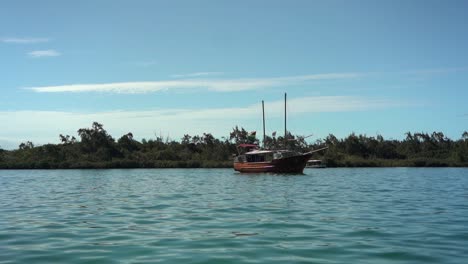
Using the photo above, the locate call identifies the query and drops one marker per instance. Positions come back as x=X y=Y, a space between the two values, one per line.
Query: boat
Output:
x=315 y=164
x=252 y=159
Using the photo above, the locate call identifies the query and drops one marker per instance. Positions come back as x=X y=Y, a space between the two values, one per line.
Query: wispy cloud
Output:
x=44 y=53
x=41 y=126
x=145 y=64
x=196 y=74
x=24 y=40
x=218 y=85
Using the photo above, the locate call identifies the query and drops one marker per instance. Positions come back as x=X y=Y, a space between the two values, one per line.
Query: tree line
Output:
x=95 y=148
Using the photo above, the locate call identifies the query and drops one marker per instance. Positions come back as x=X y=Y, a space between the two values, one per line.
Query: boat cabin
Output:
x=315 y=164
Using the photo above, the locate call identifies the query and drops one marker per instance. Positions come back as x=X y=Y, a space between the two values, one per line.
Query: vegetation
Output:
x=95 y=148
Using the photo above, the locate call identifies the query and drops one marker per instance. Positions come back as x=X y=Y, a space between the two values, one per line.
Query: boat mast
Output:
x=263 y=111
x=285 y=132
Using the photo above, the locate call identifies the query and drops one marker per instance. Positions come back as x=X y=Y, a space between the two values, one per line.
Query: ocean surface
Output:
x=382 y=215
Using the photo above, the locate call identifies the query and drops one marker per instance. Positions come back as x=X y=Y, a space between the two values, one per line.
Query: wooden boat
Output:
x=275 y=161
x=315 y=164
x=252 y=159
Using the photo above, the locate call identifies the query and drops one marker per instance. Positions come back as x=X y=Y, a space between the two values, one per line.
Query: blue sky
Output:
x=186 y=67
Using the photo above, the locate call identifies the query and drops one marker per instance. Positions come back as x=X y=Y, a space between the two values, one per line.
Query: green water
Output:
x=219 y=216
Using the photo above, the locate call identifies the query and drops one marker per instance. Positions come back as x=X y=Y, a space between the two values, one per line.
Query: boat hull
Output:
x=294 y=164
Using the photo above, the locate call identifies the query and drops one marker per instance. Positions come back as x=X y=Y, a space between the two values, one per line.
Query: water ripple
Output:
x=218 y=216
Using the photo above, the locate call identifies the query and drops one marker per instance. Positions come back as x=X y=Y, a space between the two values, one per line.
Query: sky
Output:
x=169 y=68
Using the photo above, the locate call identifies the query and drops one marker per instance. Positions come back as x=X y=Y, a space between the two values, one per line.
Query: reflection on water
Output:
x=203 y=215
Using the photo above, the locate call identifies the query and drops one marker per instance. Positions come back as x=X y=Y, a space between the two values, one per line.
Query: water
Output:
x=218 y=216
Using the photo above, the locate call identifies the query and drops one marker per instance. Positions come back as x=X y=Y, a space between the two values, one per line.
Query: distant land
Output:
x=96 y=149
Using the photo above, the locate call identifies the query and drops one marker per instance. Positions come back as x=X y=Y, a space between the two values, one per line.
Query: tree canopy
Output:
x=95 y=148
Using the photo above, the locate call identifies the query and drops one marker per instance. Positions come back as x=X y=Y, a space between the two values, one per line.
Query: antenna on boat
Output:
x=285 y=131
x=263 y=111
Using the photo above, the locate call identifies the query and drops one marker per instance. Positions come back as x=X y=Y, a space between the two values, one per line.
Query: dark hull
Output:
x=294 y=164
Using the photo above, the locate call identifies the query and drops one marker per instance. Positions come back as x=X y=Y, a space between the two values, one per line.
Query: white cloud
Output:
x=24 y=40
x=44 y=53
x=196 y=74
x=45 y=126
x=219 y=85
x=145 y=64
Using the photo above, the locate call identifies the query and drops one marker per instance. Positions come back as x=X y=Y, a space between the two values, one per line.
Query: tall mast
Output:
x=263 y=111
x=285 y=131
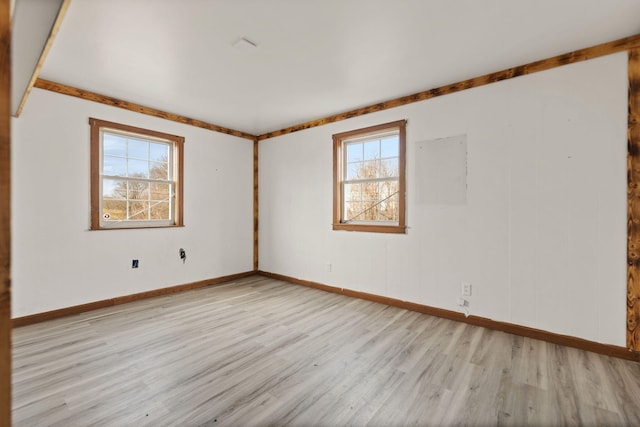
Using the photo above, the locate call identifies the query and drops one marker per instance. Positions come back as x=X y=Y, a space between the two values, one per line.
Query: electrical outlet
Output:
x=466 y=289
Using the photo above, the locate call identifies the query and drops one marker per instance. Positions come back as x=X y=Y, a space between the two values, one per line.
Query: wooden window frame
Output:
x=338 y=171
x=178 y=173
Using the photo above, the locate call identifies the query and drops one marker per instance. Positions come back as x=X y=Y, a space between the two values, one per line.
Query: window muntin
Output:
x=369 y=179
x=136 y=177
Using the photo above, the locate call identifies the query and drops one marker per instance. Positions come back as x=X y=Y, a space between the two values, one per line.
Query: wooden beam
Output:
x=5 y=214
x=43 y=55
x=119 y=103
x=255 y=204
x=620 y=45
x=633 y=203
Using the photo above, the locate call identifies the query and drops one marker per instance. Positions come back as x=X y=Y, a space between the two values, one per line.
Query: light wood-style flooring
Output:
x=259 y=351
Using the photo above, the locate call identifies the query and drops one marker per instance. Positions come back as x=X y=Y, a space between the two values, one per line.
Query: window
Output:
x=369 y=179
x=136 y=177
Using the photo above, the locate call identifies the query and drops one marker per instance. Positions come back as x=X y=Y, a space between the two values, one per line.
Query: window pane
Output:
x=353 y=192
x=138 y=149
x=138 y=168
x=352 y=210
x=372 y=150
x=160 y=191
x=388 y=168
x=114 y=145
x=370 y=169
x=353 y=170
x=389 y=209
x=369 y=211
x=158 y=170
x=354 y=153
x=370 y=191
x=114 y=210
x=114 y=188
x=160 y=211
x=158 y=152
x=114 y=166
x=138 y=190
x=138 y=210
x=389 y=147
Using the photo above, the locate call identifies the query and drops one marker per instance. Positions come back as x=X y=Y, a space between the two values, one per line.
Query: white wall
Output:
x=58 y=262
x=542 y=236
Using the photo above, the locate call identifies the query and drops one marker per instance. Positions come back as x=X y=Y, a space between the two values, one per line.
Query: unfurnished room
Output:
x=320 y=213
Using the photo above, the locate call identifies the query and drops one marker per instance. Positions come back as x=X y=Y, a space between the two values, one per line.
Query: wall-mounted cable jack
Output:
x=464 y=306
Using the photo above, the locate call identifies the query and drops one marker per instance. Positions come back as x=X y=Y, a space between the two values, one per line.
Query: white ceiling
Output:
x=314 y=58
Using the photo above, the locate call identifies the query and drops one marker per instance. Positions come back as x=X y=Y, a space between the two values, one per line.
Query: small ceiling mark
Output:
x=244 y=43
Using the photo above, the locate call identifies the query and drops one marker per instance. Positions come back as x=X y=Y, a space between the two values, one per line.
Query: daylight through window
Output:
x=369 y=179
x=135 y=177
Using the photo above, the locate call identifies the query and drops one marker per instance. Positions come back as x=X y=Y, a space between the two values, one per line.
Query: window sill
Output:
x=136 y=228
x=370 y=228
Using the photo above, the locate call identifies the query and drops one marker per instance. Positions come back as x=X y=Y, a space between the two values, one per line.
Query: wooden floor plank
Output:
x=259 y=351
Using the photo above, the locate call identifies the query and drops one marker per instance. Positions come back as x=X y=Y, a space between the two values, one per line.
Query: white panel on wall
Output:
x=540 y=233
x=441 y=171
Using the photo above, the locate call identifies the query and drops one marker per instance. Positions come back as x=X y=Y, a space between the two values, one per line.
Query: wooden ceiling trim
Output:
x=603 y=49
x=119 y=103
x=45 y=51
x=633 y=204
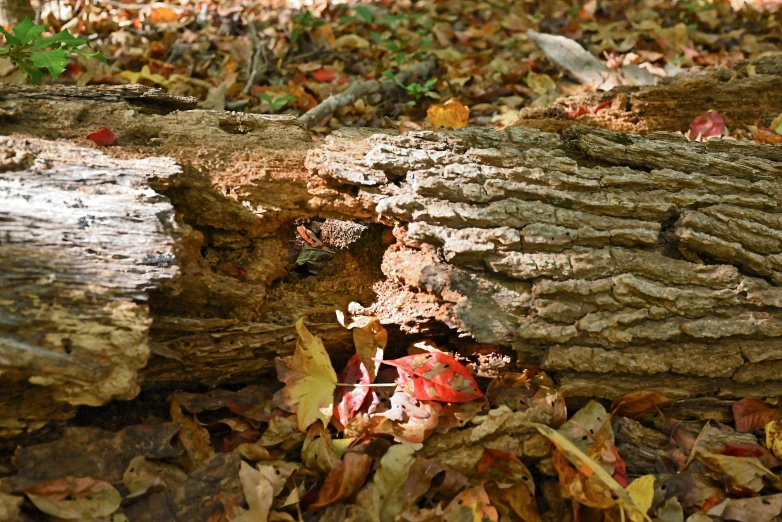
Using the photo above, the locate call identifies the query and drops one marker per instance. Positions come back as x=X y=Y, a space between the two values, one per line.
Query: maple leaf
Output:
x=309 y=380
x=437 y=377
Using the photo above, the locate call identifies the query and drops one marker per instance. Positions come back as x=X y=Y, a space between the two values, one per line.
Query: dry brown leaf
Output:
x=452 y=115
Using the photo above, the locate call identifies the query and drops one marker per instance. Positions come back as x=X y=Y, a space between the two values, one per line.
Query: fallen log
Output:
x=617 y=262
x=749 y=93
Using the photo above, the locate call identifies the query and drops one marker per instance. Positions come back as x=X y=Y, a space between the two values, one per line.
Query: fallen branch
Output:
x=361 y=89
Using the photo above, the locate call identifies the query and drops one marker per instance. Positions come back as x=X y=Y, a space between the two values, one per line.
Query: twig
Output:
x=361 y=89
x=253 y=64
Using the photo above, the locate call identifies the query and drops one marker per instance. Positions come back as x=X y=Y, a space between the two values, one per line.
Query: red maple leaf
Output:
x=103 y=137
x=437 y=377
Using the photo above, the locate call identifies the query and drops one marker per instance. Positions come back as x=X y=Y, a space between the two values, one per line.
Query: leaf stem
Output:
x=375 y=385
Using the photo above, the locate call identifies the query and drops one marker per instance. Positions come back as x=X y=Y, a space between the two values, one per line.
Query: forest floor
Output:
x=437 y=443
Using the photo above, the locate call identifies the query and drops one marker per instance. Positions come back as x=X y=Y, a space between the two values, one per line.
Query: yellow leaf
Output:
x=591 y=469
x=774 y=438
x=540 y=83
x=144 y=74
x=309 y=380
x=641 y=490
x=453 y=114
x=370 y=339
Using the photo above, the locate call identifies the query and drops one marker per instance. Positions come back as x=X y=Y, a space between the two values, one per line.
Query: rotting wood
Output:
x=671 y=105
x=618 y=262
x=82 y=241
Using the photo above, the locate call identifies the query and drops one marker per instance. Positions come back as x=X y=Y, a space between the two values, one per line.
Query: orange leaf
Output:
x=453 y=114
x=162 y=14
x=437 y=377
x=636 y=404
x=103 y=137
x=344 y=480
x=752 y=414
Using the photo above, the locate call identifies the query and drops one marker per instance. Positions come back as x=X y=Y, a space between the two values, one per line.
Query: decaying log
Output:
x=617 y=262
x=82 y=241
x=749 y=93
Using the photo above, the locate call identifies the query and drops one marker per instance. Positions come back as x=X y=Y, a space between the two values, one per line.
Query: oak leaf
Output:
x=437 y=377
x=309 y=380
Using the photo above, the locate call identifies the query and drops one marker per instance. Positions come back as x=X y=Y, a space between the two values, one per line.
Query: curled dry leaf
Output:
x=194 y=437
x=344 y=480
x=755 y=509
x=74 y=498
x=350 y=398
x=438 y=377
x=370 y=339
x=452 y=114
x=259 y=494
x=309 y=380
x=103 y=137
x=504 y=468
x=590 y=469
x=471 y=504
x=389 y=480
x=753 y=414
x=637 y=404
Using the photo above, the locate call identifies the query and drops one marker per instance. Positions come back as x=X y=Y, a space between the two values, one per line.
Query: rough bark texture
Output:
x=746 y=95
x=618 y=262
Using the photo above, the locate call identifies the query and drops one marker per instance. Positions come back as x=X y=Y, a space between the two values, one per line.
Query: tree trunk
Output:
x=749 y=94
x=616 y=261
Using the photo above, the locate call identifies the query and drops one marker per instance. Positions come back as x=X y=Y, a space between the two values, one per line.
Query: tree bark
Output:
x=748 y=94
x=618 y=262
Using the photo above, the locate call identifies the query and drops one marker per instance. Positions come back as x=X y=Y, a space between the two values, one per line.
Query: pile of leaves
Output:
x=271 y=58
x=415 y=438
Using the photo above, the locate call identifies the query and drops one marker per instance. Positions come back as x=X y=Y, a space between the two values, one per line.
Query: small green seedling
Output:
x=414 y=90
x=33 y=53
x=305 y=20
x=277 y=104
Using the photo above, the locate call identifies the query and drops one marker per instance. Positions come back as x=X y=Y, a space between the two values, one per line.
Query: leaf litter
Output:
x=420 y=437
x=425 y=441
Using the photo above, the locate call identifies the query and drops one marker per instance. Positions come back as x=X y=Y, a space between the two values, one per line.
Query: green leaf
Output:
x=11 y=39
x=96 y=55
x=54 y=60
x=34 y=74
x=63 y=37
x=365 y=13
x=27 y=31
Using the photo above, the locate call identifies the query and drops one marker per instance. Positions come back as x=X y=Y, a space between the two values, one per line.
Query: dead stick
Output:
x=361 y=89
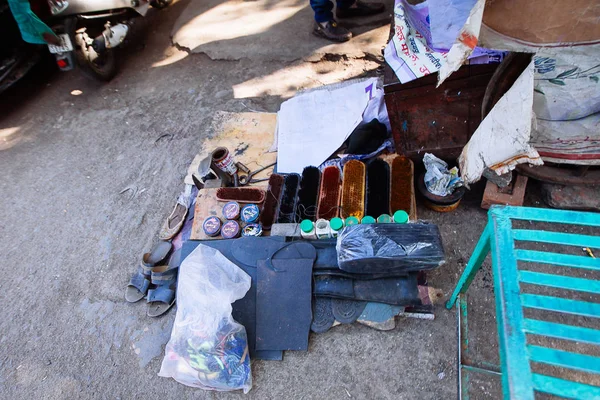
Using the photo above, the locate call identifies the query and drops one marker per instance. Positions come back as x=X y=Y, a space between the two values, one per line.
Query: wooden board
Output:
x=248 y=136
x=207 y=205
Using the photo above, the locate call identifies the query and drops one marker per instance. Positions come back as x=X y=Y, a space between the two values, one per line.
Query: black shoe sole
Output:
x=320 y=34
x=364 y=14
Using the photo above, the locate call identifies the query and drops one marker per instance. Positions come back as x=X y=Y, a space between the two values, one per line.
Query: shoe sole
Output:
x=322 y=35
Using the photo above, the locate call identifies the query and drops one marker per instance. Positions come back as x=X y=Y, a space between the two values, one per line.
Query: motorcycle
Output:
x=89 y=31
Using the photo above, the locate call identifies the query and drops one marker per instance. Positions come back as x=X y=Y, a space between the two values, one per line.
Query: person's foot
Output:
x=360 y=9
x=332 y=31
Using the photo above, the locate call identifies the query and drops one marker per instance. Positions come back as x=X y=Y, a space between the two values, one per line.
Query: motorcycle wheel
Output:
x=160 y=3
x=104 y=68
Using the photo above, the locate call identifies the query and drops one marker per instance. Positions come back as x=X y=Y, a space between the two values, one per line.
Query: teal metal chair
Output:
x=501 y=239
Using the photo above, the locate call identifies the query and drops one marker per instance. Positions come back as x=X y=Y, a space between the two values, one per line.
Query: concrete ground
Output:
x=70 y=240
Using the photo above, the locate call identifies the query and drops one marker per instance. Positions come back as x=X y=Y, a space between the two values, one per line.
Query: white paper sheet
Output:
x=313 y=125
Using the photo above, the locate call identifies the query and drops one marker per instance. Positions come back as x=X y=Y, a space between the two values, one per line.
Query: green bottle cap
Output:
x=384 y=219
x=306 y=226
x=352 y=221
x=336 y=224
x=400 y=217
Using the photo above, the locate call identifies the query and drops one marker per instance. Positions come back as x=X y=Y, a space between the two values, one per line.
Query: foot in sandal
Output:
x=140 y=281
x=161 y=295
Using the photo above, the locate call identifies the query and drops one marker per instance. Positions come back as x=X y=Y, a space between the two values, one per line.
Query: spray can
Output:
x=223 y=160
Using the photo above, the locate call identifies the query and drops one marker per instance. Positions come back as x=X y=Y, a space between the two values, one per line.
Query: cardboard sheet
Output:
x=313 y=125
x=502 y=139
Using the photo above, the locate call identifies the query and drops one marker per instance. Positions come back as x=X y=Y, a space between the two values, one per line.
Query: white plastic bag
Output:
x=208 y=348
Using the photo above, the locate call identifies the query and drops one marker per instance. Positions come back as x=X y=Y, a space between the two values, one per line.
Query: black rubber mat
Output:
x=283 y=298
x=323 y=318
x=347 y=311
x=401 y=291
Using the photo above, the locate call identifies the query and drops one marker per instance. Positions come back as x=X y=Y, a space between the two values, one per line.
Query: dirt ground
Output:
x=70 y=240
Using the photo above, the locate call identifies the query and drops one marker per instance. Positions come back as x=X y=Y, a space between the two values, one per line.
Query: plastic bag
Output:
x=208 y=348
x=382 y=248
x=440 y=180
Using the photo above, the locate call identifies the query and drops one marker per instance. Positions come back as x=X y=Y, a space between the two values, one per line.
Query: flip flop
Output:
x=140 y=281
x=164 y=283
x=173 y=224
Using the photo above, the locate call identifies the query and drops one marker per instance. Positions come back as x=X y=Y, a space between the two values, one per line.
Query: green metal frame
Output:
x=498 y=238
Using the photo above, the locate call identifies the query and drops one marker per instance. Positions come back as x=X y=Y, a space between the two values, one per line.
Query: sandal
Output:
x=140 y=281
x=173 y=224
x=164 y=283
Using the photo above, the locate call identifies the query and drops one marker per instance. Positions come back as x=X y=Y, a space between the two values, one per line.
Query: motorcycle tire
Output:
x=102 y=72
x=160 y=4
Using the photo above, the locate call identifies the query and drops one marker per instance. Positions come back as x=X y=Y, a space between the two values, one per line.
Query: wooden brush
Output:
x=353 y=190
x=289 y=199
x=329 y=193
x=269 y=211
x=308 y=193
x=241 y=195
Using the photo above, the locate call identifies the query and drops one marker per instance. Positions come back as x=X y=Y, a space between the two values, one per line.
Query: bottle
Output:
x=352 y=221
x=367 y=220
x=307 y=229
x=384 y=219
x=336 y=224
x=323 y=229
x=400 y=217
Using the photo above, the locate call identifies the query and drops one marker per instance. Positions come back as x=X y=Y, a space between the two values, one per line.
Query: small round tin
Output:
x=384 y=219
x=230 y=230
x=211 y=226
x=231 y=210
x=249 y=213
x=252 y=230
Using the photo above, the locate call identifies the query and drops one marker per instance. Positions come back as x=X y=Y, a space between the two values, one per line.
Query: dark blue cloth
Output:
x=323 y=8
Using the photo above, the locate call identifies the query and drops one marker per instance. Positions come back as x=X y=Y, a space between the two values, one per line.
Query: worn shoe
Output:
x=332 y=31
x=360 y=9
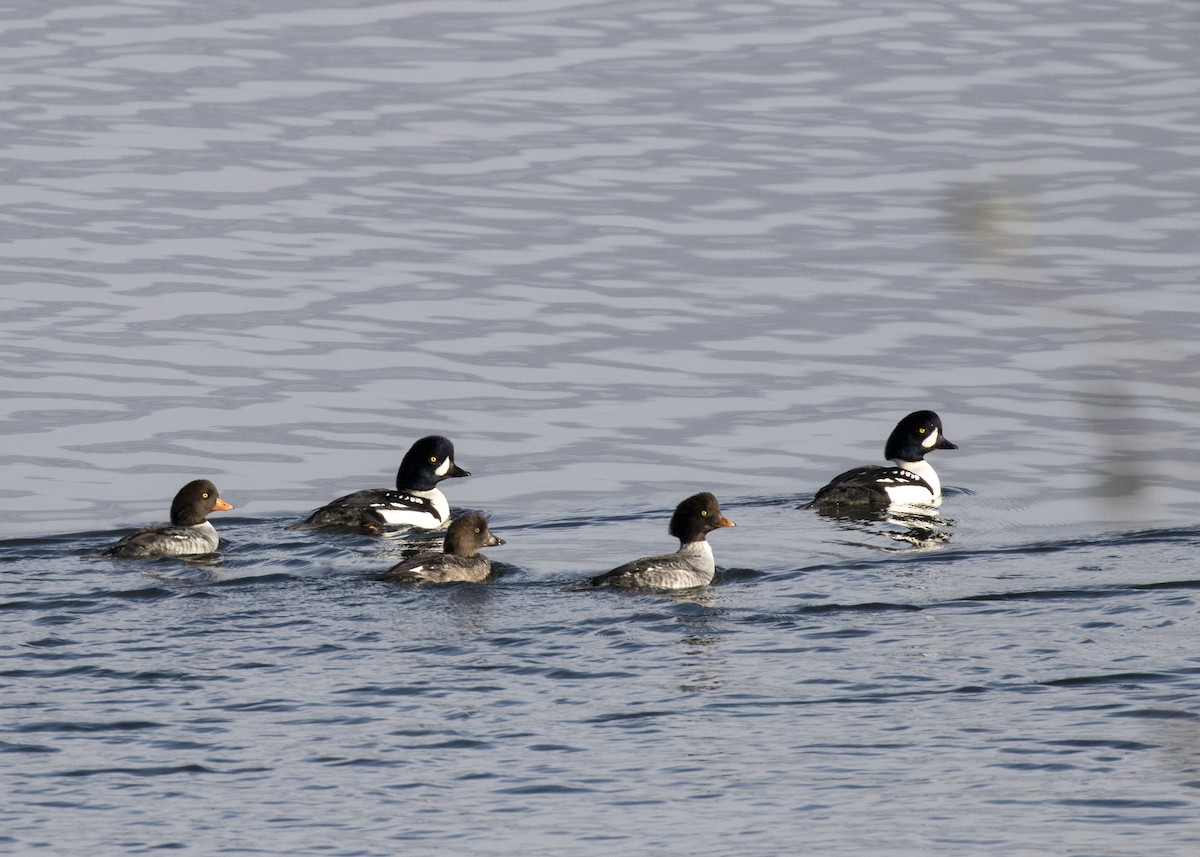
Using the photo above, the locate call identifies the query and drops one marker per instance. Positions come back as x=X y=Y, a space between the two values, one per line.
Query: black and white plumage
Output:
x=691 y=565
x=460 y=559
x=417 y=501
x=911 y=481
x=189 y=532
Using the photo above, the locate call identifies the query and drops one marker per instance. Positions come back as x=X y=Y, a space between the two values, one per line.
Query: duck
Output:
x=691 y=565
x=460 y=559
x=910 y=481
x=189 y=532
x=415 y=502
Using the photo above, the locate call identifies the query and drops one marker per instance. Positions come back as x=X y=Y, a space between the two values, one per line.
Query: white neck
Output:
x=923 y=469
x=699 y=555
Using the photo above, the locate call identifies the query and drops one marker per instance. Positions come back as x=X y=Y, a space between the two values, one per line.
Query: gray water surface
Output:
x=618 y=252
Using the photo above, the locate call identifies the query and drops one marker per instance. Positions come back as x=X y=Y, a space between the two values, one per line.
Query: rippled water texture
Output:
=====
- _Goal_
Count the lines in the entries above that contain the string "metal", treating uppercase and lowercase as different. Reply with the number alone.

- _Exercise response_
2